-------- GIVEN DATA

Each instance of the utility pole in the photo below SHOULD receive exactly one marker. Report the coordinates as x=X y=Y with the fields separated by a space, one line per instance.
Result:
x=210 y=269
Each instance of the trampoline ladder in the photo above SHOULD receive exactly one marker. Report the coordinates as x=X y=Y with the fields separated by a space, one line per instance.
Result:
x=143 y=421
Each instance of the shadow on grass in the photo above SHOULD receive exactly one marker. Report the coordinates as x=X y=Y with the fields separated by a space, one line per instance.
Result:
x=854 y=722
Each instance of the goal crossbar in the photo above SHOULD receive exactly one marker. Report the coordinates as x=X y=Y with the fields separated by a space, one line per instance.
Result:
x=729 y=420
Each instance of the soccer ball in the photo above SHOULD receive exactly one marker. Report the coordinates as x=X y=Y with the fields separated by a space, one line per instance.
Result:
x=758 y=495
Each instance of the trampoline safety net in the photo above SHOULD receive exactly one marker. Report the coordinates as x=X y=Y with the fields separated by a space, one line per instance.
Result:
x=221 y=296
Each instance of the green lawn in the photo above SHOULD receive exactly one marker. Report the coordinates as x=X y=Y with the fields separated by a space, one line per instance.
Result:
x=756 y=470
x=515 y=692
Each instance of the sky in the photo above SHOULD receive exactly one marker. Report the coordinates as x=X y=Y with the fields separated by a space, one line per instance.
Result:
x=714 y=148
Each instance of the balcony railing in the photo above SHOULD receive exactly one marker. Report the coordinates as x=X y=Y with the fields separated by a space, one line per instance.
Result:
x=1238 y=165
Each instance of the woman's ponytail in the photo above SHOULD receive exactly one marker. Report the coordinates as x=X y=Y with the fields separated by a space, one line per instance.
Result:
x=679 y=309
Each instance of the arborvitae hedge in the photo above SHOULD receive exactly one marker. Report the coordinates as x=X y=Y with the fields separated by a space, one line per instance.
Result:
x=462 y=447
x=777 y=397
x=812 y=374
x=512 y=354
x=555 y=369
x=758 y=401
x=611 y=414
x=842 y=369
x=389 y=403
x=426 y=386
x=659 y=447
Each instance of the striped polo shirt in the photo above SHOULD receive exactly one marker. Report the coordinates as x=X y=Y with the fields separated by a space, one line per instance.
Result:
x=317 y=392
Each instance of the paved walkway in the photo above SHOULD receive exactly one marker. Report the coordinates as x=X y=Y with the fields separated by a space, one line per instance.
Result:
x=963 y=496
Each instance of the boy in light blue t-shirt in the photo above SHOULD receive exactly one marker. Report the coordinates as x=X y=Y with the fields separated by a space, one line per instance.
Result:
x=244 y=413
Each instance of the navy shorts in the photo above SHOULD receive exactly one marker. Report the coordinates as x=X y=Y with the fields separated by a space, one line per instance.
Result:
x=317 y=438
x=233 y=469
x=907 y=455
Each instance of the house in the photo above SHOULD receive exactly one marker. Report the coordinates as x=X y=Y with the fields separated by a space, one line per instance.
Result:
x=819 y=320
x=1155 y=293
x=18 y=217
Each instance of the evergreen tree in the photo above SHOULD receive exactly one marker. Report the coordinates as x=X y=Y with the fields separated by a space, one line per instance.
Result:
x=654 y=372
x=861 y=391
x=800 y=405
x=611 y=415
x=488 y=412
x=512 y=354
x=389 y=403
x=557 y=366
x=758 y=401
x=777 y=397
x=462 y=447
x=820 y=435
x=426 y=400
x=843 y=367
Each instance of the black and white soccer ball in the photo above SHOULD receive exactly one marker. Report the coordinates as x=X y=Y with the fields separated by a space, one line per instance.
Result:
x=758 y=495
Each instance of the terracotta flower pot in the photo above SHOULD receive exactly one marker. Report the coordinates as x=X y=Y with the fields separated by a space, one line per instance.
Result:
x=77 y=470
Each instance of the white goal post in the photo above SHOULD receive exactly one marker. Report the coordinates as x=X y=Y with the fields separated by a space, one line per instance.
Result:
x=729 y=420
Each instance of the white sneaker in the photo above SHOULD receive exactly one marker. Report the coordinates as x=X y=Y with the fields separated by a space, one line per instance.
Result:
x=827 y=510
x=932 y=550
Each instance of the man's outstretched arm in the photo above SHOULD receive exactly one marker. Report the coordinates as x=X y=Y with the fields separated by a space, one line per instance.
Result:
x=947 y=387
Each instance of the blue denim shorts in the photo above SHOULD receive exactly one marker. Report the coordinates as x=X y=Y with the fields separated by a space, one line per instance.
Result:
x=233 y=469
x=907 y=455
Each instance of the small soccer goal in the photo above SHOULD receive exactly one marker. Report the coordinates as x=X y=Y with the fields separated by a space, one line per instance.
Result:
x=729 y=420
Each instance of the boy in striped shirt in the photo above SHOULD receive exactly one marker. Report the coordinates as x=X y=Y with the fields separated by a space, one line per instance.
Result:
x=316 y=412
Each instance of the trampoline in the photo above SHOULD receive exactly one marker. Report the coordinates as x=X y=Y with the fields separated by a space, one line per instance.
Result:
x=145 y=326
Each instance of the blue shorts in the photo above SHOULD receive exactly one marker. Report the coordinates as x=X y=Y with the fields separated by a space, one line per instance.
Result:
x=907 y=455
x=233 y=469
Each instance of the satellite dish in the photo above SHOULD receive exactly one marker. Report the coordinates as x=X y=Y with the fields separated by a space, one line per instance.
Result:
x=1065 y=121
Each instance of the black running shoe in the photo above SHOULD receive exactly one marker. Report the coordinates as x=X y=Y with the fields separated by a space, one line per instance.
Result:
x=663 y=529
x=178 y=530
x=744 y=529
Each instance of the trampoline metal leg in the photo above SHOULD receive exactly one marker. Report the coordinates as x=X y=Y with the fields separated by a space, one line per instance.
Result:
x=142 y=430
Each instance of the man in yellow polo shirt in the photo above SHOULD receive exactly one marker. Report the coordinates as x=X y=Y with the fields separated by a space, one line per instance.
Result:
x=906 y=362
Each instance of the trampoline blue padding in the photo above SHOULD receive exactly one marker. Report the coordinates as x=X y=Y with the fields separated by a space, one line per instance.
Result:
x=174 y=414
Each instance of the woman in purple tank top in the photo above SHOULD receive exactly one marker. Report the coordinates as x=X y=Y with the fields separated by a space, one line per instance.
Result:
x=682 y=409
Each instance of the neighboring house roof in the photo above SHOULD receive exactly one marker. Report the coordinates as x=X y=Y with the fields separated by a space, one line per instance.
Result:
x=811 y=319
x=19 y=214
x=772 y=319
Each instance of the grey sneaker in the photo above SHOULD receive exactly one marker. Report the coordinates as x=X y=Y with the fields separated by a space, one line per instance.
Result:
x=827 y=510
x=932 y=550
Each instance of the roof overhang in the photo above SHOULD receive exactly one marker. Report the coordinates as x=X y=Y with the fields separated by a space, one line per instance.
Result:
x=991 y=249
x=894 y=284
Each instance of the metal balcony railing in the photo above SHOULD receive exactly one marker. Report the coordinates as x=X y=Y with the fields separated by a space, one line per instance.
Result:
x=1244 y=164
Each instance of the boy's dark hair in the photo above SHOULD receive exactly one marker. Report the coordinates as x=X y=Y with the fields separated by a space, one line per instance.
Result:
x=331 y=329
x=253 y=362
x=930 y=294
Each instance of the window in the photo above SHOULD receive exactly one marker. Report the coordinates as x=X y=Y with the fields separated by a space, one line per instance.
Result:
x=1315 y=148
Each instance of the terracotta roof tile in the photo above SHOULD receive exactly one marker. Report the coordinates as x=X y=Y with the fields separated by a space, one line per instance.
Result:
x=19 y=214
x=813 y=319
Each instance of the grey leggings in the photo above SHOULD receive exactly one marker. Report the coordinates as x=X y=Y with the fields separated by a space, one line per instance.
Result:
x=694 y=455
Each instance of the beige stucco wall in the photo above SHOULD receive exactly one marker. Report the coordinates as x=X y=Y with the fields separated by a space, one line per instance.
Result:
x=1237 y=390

----------------
-------- GIVEN DATA

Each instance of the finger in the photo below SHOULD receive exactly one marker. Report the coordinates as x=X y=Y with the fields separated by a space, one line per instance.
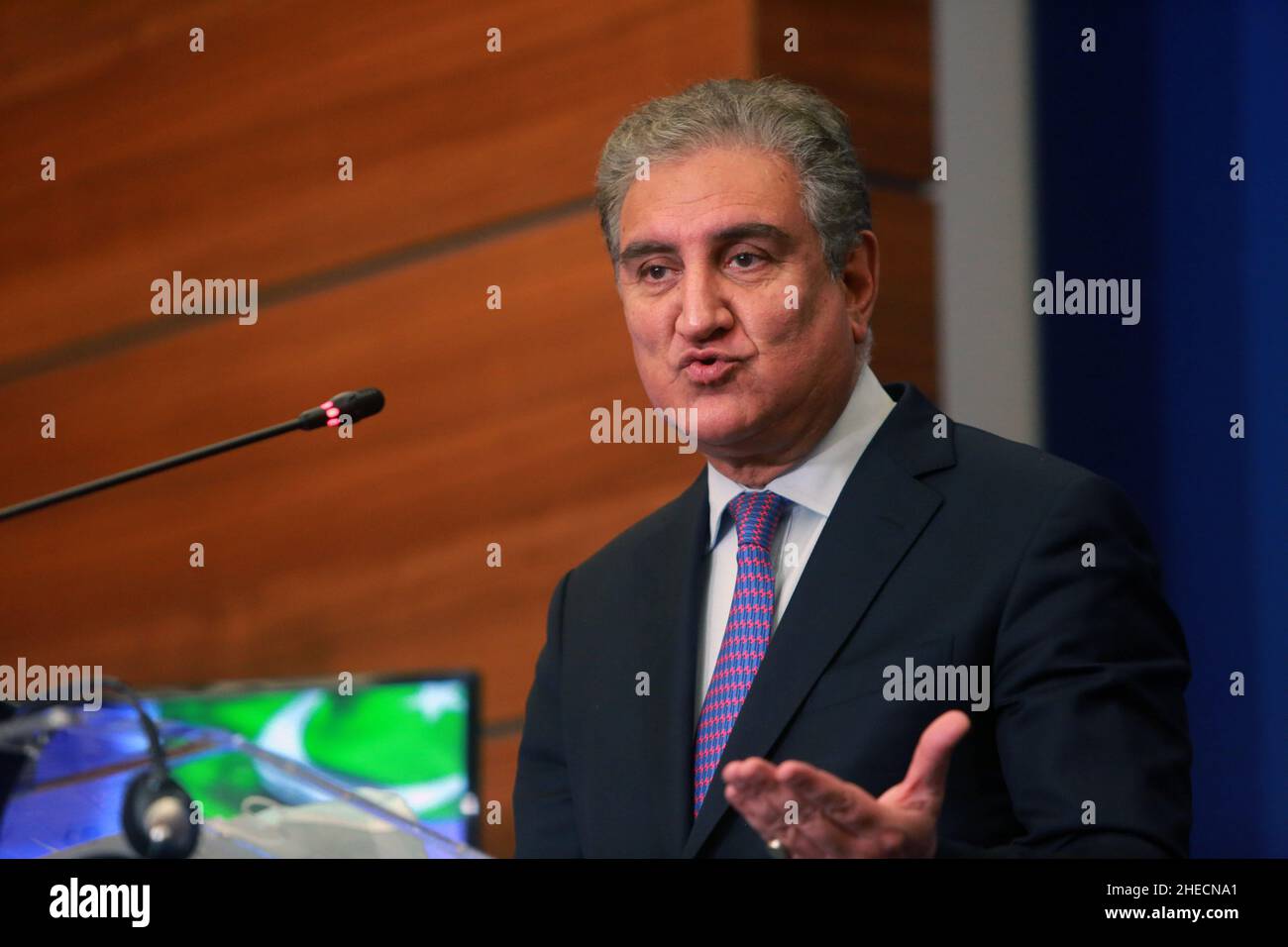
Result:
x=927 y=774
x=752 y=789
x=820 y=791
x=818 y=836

----------------
-------- GIVEN DATA

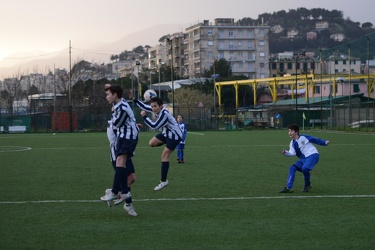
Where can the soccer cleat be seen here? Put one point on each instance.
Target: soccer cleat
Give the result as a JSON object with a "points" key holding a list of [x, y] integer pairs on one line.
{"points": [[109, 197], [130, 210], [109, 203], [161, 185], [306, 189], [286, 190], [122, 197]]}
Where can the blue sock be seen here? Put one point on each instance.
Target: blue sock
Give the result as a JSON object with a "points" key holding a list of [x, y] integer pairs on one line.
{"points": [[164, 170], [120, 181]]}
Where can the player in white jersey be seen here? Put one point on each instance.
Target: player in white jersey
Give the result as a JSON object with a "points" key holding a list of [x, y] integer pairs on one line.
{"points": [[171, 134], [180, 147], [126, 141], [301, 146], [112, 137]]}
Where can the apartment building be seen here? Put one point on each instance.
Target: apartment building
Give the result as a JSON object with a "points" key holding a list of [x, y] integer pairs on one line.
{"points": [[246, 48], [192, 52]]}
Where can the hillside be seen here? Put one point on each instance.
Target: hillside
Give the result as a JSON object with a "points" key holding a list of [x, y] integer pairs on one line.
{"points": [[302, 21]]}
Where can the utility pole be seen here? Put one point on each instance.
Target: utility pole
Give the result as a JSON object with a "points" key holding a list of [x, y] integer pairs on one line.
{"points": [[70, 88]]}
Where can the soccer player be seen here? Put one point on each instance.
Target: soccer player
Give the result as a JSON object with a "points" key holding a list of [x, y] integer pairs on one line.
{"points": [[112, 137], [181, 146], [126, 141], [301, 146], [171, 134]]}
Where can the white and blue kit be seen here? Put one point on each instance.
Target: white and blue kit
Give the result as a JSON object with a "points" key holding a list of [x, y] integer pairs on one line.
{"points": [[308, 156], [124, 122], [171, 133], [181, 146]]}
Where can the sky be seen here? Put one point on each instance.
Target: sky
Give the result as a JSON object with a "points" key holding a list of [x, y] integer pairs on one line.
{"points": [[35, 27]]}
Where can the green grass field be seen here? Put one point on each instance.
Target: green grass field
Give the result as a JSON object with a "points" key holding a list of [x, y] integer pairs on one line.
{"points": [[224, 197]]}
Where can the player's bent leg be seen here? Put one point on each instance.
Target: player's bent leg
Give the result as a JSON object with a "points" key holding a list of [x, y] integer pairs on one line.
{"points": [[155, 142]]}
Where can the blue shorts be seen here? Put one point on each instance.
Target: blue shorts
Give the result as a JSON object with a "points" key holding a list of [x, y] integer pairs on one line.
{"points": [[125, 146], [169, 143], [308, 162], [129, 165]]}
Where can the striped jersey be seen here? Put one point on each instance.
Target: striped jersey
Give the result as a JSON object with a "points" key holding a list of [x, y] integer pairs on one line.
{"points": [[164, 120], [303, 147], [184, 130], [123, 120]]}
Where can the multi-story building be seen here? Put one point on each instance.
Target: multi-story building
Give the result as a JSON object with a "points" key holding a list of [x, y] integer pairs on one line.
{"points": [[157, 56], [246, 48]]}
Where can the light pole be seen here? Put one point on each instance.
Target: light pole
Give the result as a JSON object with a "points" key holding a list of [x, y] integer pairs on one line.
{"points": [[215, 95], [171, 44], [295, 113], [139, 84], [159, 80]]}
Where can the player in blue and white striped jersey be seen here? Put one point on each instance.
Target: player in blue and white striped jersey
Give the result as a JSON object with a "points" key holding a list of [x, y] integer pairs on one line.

----------------

Which lines above contain the string "multi" with matching case? Return every one of them in full.

**RESULT:**
Where can the multi-story building be seen here? Put one point on each instance.
Target: multi-story building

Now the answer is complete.